Return every line below as is, leaving out the pictures.

BEGIN Data records

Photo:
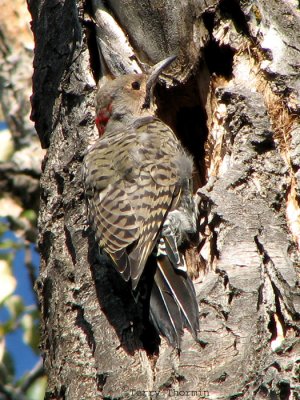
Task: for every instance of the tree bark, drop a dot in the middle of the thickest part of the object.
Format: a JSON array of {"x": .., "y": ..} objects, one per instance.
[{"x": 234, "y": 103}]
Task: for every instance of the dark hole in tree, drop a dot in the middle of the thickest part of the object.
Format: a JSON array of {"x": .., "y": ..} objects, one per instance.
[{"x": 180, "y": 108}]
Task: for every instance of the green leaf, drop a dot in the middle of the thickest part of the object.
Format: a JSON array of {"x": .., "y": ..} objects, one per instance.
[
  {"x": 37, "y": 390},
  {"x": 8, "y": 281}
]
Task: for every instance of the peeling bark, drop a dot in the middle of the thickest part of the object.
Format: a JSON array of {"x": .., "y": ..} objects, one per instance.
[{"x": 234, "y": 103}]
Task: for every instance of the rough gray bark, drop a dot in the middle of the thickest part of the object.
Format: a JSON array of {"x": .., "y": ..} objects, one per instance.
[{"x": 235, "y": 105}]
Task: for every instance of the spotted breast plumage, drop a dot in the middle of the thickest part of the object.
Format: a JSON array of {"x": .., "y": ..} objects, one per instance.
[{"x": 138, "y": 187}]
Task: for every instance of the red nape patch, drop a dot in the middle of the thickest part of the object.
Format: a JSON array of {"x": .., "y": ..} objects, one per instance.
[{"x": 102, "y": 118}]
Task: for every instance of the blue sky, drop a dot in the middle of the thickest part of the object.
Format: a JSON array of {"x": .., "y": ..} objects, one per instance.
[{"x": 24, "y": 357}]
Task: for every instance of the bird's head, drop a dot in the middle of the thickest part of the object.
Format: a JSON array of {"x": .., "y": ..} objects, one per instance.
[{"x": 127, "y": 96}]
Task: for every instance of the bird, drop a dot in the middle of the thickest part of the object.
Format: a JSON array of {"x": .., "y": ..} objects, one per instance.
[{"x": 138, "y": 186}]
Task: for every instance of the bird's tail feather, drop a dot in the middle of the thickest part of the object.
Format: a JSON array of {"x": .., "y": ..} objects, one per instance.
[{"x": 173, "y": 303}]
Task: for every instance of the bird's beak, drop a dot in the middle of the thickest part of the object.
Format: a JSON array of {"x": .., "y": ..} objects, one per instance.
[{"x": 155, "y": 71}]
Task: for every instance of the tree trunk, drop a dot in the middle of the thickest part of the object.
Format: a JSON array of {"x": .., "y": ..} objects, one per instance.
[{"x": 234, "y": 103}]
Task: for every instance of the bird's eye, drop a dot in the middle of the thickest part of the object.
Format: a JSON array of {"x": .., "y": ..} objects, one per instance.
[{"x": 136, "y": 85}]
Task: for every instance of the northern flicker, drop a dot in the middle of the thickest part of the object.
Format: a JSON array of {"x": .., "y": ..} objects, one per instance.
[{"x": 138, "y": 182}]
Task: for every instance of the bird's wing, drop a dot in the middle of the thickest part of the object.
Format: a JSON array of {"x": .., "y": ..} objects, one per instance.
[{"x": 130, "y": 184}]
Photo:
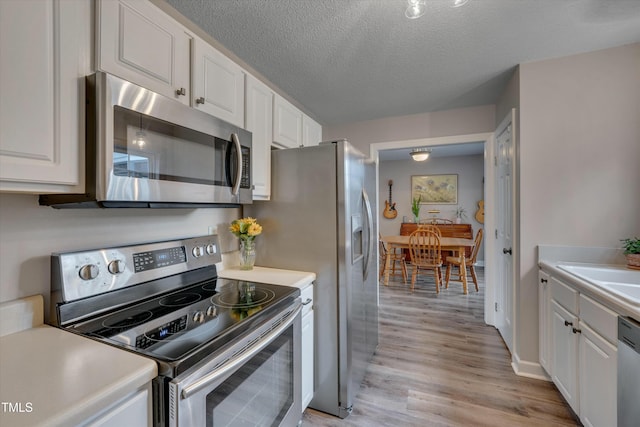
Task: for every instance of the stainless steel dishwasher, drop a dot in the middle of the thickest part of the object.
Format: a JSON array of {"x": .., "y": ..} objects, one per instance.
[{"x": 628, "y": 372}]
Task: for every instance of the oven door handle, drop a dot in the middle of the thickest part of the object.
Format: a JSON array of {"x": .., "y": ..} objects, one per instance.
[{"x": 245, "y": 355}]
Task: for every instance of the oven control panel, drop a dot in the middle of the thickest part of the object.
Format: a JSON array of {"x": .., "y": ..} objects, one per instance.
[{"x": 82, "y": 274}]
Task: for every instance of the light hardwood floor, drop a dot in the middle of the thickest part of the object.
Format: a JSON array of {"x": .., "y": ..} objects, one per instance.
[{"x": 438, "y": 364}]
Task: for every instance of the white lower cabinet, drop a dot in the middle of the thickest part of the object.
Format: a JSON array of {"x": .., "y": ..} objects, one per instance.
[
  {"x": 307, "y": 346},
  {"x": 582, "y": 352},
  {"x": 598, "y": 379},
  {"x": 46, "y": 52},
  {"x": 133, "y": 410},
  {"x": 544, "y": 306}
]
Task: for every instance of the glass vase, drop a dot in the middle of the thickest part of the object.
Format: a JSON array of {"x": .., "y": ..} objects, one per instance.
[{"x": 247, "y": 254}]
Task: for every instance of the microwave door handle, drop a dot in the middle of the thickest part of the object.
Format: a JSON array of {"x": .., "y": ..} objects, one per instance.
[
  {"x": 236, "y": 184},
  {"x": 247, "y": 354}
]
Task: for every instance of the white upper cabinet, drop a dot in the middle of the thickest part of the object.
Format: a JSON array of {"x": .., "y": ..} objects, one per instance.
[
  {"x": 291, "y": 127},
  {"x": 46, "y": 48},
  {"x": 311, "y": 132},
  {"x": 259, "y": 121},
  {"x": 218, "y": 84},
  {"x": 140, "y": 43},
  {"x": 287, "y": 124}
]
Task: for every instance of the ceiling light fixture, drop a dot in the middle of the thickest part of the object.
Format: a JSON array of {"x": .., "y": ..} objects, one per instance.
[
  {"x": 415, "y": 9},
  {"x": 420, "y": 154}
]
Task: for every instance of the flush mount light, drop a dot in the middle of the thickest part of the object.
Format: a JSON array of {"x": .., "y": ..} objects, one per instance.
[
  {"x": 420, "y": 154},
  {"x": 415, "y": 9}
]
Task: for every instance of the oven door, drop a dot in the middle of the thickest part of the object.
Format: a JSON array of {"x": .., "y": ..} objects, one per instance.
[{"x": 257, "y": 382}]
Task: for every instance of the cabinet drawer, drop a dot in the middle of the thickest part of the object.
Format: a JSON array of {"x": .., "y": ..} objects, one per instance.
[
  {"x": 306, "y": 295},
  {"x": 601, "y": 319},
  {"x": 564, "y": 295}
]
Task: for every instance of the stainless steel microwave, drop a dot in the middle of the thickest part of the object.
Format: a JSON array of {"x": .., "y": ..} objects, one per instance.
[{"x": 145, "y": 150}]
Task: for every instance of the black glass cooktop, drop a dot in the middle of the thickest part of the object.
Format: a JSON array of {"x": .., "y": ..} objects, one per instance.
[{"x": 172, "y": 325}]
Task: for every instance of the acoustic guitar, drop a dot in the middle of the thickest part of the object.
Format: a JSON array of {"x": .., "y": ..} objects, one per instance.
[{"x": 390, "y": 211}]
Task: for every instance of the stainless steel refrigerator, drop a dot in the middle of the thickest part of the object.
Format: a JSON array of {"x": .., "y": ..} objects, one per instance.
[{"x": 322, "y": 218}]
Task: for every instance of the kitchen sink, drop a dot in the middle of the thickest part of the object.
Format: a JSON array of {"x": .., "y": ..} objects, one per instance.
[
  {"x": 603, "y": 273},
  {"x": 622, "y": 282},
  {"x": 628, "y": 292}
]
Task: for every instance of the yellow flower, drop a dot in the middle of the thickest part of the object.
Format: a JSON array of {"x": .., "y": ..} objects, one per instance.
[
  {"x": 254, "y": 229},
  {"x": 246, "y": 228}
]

END Data records

▶ **Task solution**
Photo:
Task: for every instance of the tree bark, drop a dot in the middle of the thickest part of the object.
Format: a JSON array of {"x": .., "y": ..} objects, one per instance.
[{"x": 234, "y": 103}]
Task: for every instance of the dark hole in tree, drop a dot in the middle of the thickest part of the object.
Format: a JSON array of {"x": .., "y": ..} objects, one per instance.
[{"x": 180, "y": 108}]
Task: for every instance of the green leaf, drop a dot in the middle of the thickest part of the object.
Format: a JSON array of {"x": .., "y": ..} objects, one per instance.
[
  {"x": 37, "y": 390},
  {"x": 8, "y": 281}
]
Task: for every instance of the peeling bark, drop a dot in the middle of the thickest part of the object.
Format: a JSON array of {"x": .., "y": ..} objects, one per instance.
[{"x": 234, "y": 103}]
Task: for every instance of the rough gray bark, drop a dot in the middle of the thickest part of the object.
Format: a JSON array of {"x": .., "y": ..} objects, one per instance.
[{"x": 235, "y": 105}]
Task: for every instance of the spotted breast plumage, drop a dot in the middle of the thickest part of the object.
Format: a JSON array of {"x": .., "y": ..} objects, one per instance.
[{"x": 138, "y": 187}]
Task: for every instance of the red nape patch, drop a dot in the middle of the thickest part of the object.
Format: a JSON array of {"x": .., "y": ..} objects, one per instance.
[{"x": 102, "y": 118}]
Task: for every instance of the blue sky, drop a dot in the middle of the thickest part of the object.
Format: a JSON array of {"x": .., "y": ..} objects, one per instance.
[{"x": 24, "y": 357}]
Task: for every instance of the bird's head, drop a dot in the middle of the thickest part of the object.
Format: a JSON array of {"x": .., "y": ..} objects, one per instance.
[{"x": 127, "y": 96}]
Task: for every instance of the bird, drop a dot in the middle of the thickest part of the object.
Format: a JSON array of {"x": .., "y": ..} objects, one per instance.
[{"x": 138, "y": 186}]
Task: for every instance of the bird's tail feather, drop a dot in the middle of the thickest part of the object.
Format: a JSON array of {"x": .., "y": ..} objects, one per instance.
[{"x": 173, "y": 303}]
Task: for every instance of the bird's beak, drop a dot in the middle of the thickest part of the object.
Format: a JSON array of {"x": .., "y": ..} objects, one per instance.
[{"x": 155, "y": 71}]
Task: for every instance of the tree trunk, drop a dot in the middle of the thickest part of the object.
Format: a JSON array of {"x": .., "y": ..} objects, one per instance.
[{"x": 234, "y": 103}]
Task: for every instance of the bird's eye, drop a dot in the middle of the thickest part of the object.
Format: a JSON array of {"x": .., "y": ..} objects, one per instance.
[{"x": 136, "y": 85}]
Task: for every instance of the northern flicker, drop a dot in the middle of the thickest part of the object.
Format: a JSON array of {"x": .., "y": ..} objects, one per instance.
[{"x": 138, "y": 182}]
Task: for every instance of the bird's wing, drop a dot in the middle of the thickest part of the object.
Format: a JSON array of {"x": .., "y": ..} objects, one per instance.
[{"x": 130, "y": 184}]
Photo:
Task: for every instance of the stainless steel dishwasher, drop a dot in the middle of the thickest part of the object.
Format: a JSON array of {"x": .., "y": ..} objects, one per instance.
[{"x": 628, "y": 372}]
Task: for every instance of the oven door handle, drop a dot in the middle of the thickest part of the object.
Format: a JSON array of {"x": .., "y": ..} objects, one per instance.
[{"x": 245, "y": 355}]
Task: for every instance of the oven control panel, drop a dot in the middle of the thickest part of the object.
Format: a JSON array of {"x": .., "y": ..} objects, one per instance.
[{"x": 82, "y": 274}]
Task: for every instance of the light hardwood floor, drop a dot in the middle of the thickest part of the object.
Format: a JSON array of {"x": .., "y": ..} objects, one per instance.
[{"x": 438, "y": 364}]
Task: for every instance of the white lower cabinet, drop a dot in the middle of the thickest part of the object.
Format: a JSON array of {"x": .., "y": ..} objects, one per instance.
[
  {"x": 307, "y": 346},
  {"x": 582, "y": 352},
  {"x": 598, "y": 379},
  {"x": 46, "y": 52},
  {"x": 133, "y": 410},
  {"x": 544, "y": 306}
]
Task: for every instance of the glass vase, drop a dot in the middle of the thickest part of the object.
Format: a JSON array of {"x": .., "y": ..} objects, one per instance.
[{"x": 247, "y": 254}]
Task: for every instance of the microwave door handle, drop a dot in the middle of the thickest part of the object.
Format: a JSON array of {"x": .., "y": ..} objects, one per instance.
[
  {"x": 236, "y": 184},
  {"x": 247, "y": 354}
]
Task: for every instance of the white upper cabinet, drop a dot in the middle of the thickest part of the object.
Format: a JSON array of {"x": .., "y": ..} objects, one per instance.
[
  {"x": 291, "y": 127},
  {"x": 46, "y": 48},
  {"x": 311, "y": 132},
  {"x": 259, "y": 121},
  {"x": 218, "y": 84},
  {"x": 140, "y": 43},
  {"x": 287, "y": 124}
]
Task: for every instance of the ceiling light fixture, drop a dot in the middle of the thickest part of the object.
Format: a JSON array of {"x": .., "y": ..} objects, one per instance.
[
  {"x": 415, "y": 9},
  {"x": 420, "y": 154}
]
Task: for every instance of the flush mount light, drop a dot in the middle of the thickest part of the object.
Format: a JSON array of {"x": .., "y": ..} objects, one per instance.
[
  {"x": 420, "y": 154},
  {"x": 415, "y": 9}
]
Task: for every instance of the oven door, drop a dot in the middle of the thickest part of the object.
Format: a JSON array of {"x": .., "y": ..} objects, one per instance.
[{"x": 257, "y": 382}]
Task: for every instance of the cabinet drawer, drop a dot in the middle of the thickest part of the object.
Format: a JSON array of {"x": .., "y": ..} objects, one per instance.
[
  {"x": 306, "y": 295},
  {"x": 601, "y": 319},
  {"x": 564, "y": 295}
]
Task: for every instance of the stainless steel microwave, drop a dot in the middle of the thickest part of the object.
Format: a JSON array of {"x": .., "y": ..} objects, one per instance.
[{"x": 145, "y": 150}]
Task: for every instance of the black glass cooktop, drop a dot in the middle of the thickest part of the object.
Format: a JSON array of {"x": .., "y": ..} objects, one per instance.
[{"x": 172, "y": 325}]
Task: for every instance of the acoustic guitar, drop a dot in the middle of the thickest part of the object.
Format: a JSON array of {"x": .., "y": ..} objects, one per instance.
[{"x": 390, "y": 211}]
Task: for every instance of the stainless steel refrigerator, drop a dot in the middle of the thickest part of the object.
Format: a JSON array of {"x": .., "y": ..} objects, one per instance.
[{"x": 322, "y": 218}]
Task: for every instance of the kitchen sink, drop a dot in the middle of the thickest part of the object.
Format: a JSON array of {"x": .., "y": ..} objects, one per instance.
[
  {"x": 603, "y": 273},
  {"x": 622, "y": 282},
  {"x": 628, "y": 292}
]
Task: for every instance of the yellow flower, drop a dot in the middle of the thickest part of the object.
Format: a JSON array of {"x": .., "y": ..} objects, one per instance.
[
  {"x": 254, "y": 229},
  {"x": 246, "y": 228}
]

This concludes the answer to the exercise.